Aim of the exercise: Would you write out all of the entries below, exactly as they stand?

Data extracts:
..........
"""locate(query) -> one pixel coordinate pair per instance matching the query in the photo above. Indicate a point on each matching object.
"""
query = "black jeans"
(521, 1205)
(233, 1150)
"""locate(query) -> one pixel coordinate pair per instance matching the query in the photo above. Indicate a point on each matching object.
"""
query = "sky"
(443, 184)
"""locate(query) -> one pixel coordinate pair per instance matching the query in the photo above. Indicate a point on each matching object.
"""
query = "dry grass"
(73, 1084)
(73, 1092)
..........
Response to the exercise:
"""locate(query) -> one pixel coordinate pair per instance matching the query in the photo above. Indicate a point on each matching object.
"""
query = "black jeans"
(521, 1205)
(233, 1150)
"""locate(query) -> one pixel coordinate pair per instance matching the query in the photo above. Indicate a point on each matching object.
"""
query = "sky"
(443, 184)
"""locate(query) -> one pixel coordinate pair per instance matching the query in the photo above. Indicate a point on each matching object.
"""
query = "dry grass"
(73, 1084)
(73, 1092)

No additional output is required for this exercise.